*Questions on the material*:
1. Reproduce the passage of the article on the myeloma drug grant that begins at the words "Although proteasome inhibitors" and ends after "new therapeutic avenue.".
2. Extend the article about the $2 million grant for a myeloma compound, picking up right after its final sentence.

── Text ──

Leukogene Therapeutics awarded $2M to develop myeloma treatment

August 30, 2018
Dr. Nathan Dolloff
Dr. Nathan Dolloff in his laboratory at the Medical University of South Carolina. Dr. Dolloff was recently awarded a phase 2 STTR grant to develop a compound to treat resistant multiple myeloma. Photo by Emma Vought.

A promising new compound that has shown to be effective against treatment-resistant multiple myeloma in preclinical trials at the Medical University of South Carolina received a $2 million grant to optimize the compound and develop it into an investigational new drug.

The phase II 2 Small Business Technology Transfer (STTR) grant was awarded to the MUSC startup company Leukogene Therapeutics Inc. in collaboration with MUSC researcher and company founder, Nathan G. Dolloff, Ph.D. Dolloff is an assistant professor in the Department of Cell and Molecular Pharmacology & Experimental Therapeutics and a researcher with the Hollings Cancer Center. Dolloff and his team will use the STTR award to further develop the new compound into a drug that could be used with proteasome inhibitors in treatment-resistant multiple myeloma.

Proteasome inhibitors have contributed to the dramatic improvement in multiple myeloma treatment and outcomes over the past 15 years. They disrupt the normal ebb and flow of protein synthesis and breakdown in cells by blocking the activity of the proteasome, which is the cell's major protein degradation machinery. This causes excess proteins to accumulate, which is highly toxic to some cancer cell types. Multiple myeloma is a cancer of plasma cells, a type of white blood cells that normally help fight off infection by producing a large quantity of proteins called antibodies. Because these cells produce a great deal of protein, they are prime targets for proteasome inhibitor treatment.

Although proteasome inhibitors work really well up front, patients eventually become resistant to the treatment. The compound Dolloff is developing is intended to provide patients with resistant multiple myeloma a new therapeutic avenue.

───
── Dataset records ──

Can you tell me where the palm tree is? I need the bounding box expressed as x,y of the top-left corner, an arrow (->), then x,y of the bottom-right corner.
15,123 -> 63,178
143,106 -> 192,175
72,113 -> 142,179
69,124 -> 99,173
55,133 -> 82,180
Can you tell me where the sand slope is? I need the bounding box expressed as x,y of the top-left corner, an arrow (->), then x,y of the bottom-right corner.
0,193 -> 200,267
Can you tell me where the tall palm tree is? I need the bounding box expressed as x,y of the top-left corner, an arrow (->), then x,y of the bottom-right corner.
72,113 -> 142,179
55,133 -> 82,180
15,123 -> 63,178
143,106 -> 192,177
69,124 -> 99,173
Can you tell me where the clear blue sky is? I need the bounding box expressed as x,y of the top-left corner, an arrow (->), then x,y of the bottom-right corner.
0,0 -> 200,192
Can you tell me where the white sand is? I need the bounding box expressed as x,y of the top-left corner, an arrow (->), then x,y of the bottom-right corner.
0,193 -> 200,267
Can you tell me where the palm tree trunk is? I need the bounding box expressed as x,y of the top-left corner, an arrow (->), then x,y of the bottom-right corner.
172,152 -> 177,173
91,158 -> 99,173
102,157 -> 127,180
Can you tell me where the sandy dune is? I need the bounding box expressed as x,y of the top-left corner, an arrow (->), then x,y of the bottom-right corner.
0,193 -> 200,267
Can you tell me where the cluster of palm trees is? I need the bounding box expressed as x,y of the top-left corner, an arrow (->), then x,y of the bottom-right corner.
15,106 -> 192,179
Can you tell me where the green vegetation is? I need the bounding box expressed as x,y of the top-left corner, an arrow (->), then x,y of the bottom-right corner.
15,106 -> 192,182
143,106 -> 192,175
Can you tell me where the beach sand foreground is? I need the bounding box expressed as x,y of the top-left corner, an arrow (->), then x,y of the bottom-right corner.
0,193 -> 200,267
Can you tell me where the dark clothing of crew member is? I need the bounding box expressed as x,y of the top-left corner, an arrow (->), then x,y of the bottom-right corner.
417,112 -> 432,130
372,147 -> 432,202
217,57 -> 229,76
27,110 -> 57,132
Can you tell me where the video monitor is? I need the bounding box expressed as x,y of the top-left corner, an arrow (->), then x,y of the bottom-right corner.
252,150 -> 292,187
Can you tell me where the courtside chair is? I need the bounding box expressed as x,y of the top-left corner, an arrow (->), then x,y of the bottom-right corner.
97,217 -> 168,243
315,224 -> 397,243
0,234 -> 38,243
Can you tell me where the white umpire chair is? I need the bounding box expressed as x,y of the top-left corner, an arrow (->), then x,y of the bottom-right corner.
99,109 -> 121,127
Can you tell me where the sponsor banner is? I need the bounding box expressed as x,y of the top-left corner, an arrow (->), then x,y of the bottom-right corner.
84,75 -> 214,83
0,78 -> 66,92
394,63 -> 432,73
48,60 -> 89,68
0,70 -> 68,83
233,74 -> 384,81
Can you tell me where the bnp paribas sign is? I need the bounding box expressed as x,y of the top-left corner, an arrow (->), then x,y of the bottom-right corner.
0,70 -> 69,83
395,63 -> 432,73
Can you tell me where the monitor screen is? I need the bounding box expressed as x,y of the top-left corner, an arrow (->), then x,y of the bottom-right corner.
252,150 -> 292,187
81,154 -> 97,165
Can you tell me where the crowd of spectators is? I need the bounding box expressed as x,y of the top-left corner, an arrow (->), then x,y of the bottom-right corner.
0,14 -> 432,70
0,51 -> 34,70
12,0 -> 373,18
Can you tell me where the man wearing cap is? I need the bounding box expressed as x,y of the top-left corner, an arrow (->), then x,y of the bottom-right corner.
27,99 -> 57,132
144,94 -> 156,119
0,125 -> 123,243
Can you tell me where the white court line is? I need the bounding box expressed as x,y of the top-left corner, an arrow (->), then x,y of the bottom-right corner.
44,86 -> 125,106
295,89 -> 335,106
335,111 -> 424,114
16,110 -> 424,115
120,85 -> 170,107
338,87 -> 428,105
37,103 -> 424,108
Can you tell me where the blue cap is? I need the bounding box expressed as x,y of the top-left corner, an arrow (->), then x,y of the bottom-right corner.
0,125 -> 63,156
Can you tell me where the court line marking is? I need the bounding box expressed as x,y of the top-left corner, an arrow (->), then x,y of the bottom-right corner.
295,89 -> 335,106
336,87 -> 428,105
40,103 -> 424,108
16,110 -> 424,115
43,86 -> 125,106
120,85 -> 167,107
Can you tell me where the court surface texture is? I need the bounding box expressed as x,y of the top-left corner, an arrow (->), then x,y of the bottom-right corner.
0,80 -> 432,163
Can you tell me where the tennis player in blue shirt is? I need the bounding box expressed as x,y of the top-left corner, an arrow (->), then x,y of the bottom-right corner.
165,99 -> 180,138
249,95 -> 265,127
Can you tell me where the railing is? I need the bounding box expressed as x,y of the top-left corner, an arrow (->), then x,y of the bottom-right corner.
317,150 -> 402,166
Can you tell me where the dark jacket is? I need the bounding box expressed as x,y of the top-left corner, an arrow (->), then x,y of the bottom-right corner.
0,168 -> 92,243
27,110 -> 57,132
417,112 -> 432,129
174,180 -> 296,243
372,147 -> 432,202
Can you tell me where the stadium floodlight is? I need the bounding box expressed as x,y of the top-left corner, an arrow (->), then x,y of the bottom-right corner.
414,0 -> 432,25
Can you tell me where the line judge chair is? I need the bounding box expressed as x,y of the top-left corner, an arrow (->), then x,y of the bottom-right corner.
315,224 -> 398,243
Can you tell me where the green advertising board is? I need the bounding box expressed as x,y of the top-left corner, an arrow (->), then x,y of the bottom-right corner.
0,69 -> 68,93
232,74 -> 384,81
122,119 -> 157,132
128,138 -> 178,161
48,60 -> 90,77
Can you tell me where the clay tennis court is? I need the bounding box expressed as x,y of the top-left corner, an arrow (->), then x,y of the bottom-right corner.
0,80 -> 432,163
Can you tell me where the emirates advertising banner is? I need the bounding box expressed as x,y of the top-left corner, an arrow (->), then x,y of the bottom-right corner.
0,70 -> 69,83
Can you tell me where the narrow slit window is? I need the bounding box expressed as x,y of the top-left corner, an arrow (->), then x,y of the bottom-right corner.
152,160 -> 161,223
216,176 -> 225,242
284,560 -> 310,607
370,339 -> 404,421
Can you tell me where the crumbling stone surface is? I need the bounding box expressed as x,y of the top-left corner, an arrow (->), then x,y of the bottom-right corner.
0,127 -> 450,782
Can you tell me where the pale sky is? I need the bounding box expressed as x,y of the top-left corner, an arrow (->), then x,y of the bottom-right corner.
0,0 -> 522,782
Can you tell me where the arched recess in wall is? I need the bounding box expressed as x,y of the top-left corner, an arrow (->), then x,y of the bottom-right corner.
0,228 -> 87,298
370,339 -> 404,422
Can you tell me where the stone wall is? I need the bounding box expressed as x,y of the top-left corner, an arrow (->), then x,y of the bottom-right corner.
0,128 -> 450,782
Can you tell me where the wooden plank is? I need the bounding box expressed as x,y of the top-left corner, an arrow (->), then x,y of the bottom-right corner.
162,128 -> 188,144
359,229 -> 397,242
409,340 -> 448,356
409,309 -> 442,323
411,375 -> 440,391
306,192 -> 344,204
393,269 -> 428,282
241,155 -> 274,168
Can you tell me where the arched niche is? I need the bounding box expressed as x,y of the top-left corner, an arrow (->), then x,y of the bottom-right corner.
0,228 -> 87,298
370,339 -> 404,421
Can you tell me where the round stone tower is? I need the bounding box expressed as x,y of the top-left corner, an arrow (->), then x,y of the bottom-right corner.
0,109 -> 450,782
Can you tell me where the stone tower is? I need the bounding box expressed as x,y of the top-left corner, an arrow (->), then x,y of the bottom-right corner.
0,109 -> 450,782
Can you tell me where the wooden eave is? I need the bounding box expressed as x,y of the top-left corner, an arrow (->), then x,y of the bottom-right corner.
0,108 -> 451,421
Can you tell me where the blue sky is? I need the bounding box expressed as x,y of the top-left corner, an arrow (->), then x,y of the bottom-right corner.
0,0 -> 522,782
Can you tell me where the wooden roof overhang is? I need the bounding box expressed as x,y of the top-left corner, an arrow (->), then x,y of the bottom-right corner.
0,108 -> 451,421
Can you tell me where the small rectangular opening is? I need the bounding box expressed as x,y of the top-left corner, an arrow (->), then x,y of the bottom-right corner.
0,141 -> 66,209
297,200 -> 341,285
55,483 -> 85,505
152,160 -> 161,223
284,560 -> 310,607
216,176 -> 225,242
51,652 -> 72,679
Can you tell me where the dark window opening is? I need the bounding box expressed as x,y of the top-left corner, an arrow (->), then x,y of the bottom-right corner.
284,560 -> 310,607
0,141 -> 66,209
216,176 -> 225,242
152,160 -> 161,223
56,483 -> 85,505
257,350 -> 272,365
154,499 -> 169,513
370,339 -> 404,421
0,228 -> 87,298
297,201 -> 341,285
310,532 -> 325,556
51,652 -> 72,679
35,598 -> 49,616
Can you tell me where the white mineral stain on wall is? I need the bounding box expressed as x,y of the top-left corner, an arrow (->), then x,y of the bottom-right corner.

───

*Answers to this exercise*:
1.
Although proteasome inhibitors work really well up front, patients eventually become resistant to the treatment. The compound Dolloff is developing is intended to provide patients with resistant multiple myeloma a new therapeutic avenue.

2.
"Nearly all myeloma patients eventually reach that stage when their physician tells them they have explored all the options, and there's nothing else," says Dolloff. "Our goal has always been to develop that next treatment option and get it to patients as quickly as possible."

Using resistant cell lines they started to develop in 2012, Dolloff's team screened over 20,000 compounds, hoping to find one that reversed resistance to proteasome inhibitors in myeloma cells. Finally, they found the molecule for which they had been searching. This compound amplified the effects of proteasome inhibitors in a large panel of multiple myeloma cells, including those that had been made resistant, and reduced the number of cancer cells in mice with myeloma, helping them to survive longer.

While proteasome inhibitors kill cancer cells by preventing the breakdown of proteins, Dolloff's compound targets instead their synthesis, preventing proper folding, which is essential to protein function. Normally, the proteasome would target the unfolded or misfolded proteins for degradation to avoid the build-up of these dysfunctional proteins. However, proteasome inhibitors block the breakdown, leading to the buildup of toxic misfolded proteins. In principle, the compound developed by Dolloff could offer a one-two punch when administered together with proteasome inhibitors.

"We're creating a lot of misfolded junk proteins, and that, in and of itself, is toxic to myeloma cells," says Dolloff. "But because we are also blocking the breakdown side with proteasome inhibitors, we have a two-hit strategy that is extremely effective at killing myeloma cells."

The phase II STTR grant funds Dolloff and his team for two years to optimize this compound and select a lead molecule to take into clinical trials. During this time, they will improve the drug-like properties of the molecule, optimize its dose and treatment schedule in animal models and start the pharmacology and toxicology experiments that are necessary to turn the compound into an investigational new drug.

"Our plan is, within the next six to 12 months, to find and develop the strongest possible drug candidate," says Dolloff. "This will be the one that we hope to see utilized in patients."

During that time, Leukogene Therapeutics Inc. will also be preparing for the product manufacturing and toxicology studies that the Food and Drug Administration requires before clinical testing in humans. The company plans to seek industry partners to help accelerate the development process and provide a new product to cancer patients as fast as possible.

The team is also exploring whether its new class of drug is effective in other cancer types and whether it can enhance the activity of other cancer therapies, not just proteasome inhibitors. Preliminary findings suggest that is the case.

"One of the exciting things is that we think this goes well beyond myeloma, and we can apply this to a lot of different cancers," says Dolloff. "We may even be able to enhance a few drugs other than proteasome inhibitors."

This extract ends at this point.